= Requirements =
1. Repeat the passage on the sharing economy from "Although as a" to "billion by 2025.", swapping "sharing economy" for "collaborative economy".
2. Please answer these questions from the passage on the sharing economy:
(a) What title does Benita Matofska hold at Compare and Share?
(b) What figure could the five main sharing sectors reach by 2025?
(c) What position did Matofska take at Enterprise UK?

= Selection =
Benita Matofska, Chief Sharer of Compare and Share and social movement The People Who Share, defines the sharing economy as a ‘socio-economic ecosystem built around the sharing of human and physical resources. It includes the shared creation, production, distribution, trade and consumption of goods and services by different people and organisations.’ Whether it’s product-services, redistribution markets or collaborative lifestyles, where people with similar needs or interests exchange less-tangible assets such as time and skills.
Although as a society we have always shared, digital platforms are facilitating collaborative consumption at a larger scale. According to PWC, the sharing economy has been around forever, however over the last decade, it has grown ‘from a means of transaction between friends and family, to become a global movement of businesses which are increasingly being valued in the billions.’ Their megatrends report on the sharing economy predicts that the five main sharing sectors – peer-to-peer finance, online staffing, peer-to-peer accommodation, car sharing and music video streaming – have the potential to reach an astonishing $335 billion by 2025.
Matofska is a major player within this growing industry. A social innovator and entrepreneur with over 20 years of broadcasting experience under her belt, she became Head of Global Entrepreneurship at Enterprise UK. However there was a yearning to create an entity much bigger than anything she had tackled so far in her career. Speaking to Sublime, Matofska revisited a defining moment that would set the wheels in motion for this social movement.
‘I was invited to be a councilor for the One Young World Congress and I found myself backstage with Desmond Tutu, which was probably the most humbling experience of my entire life. In that moment, sharing that platform and listening to those two men talking about their contribution to ending global poverty and just the work that they had done, I pledged that the next thing I was going to do would be some kind of an initiative that would in some way deal with our complex problems and find some sort of a solution.

= Stored records =
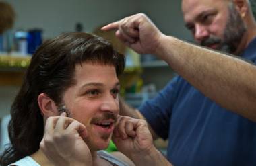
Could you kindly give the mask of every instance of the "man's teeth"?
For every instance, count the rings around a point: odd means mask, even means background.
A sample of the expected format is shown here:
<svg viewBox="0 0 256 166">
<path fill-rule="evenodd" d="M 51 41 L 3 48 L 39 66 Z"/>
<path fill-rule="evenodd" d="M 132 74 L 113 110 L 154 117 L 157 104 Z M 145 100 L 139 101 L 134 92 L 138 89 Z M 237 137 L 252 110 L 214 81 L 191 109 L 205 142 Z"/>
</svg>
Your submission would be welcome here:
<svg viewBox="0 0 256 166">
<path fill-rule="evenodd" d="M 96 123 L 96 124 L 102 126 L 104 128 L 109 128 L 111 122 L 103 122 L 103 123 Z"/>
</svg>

==

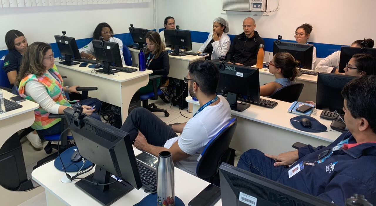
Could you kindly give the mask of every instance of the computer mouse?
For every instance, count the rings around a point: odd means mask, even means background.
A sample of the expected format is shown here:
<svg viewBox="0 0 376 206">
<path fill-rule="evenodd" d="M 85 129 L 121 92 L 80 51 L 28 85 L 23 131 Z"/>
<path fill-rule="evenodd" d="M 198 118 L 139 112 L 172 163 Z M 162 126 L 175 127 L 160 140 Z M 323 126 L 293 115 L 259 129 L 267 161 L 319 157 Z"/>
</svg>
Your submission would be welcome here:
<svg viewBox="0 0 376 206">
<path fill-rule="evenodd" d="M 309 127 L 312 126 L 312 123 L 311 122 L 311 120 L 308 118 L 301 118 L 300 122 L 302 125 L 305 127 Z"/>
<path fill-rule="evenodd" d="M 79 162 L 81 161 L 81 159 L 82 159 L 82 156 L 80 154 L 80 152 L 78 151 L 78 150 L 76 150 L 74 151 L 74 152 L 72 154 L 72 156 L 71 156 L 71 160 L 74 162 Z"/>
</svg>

= Final results =
1.
Although as a society we have always shared, digital platforms are facilitating collaborative consumption at a larger scale. According to PWC, the collaborative economy has been around forever, however over the last decade, it has grown ‘from a means of transaction between friends and family, to become a global movement of businesses which are increasingly being valued in the billions.’ Their megatrends report on the collaborative economy predicts that the five main sharing sectors – peer-to-peer finance, online staffing, peer-to-peer accommodation, car sharing and music video streaming – have the potential to reach an astonishing $335 billion by 2025.

2.
(a) Chief Sharer
(b) $335 billion
(c) Head of Global Entrepreneurship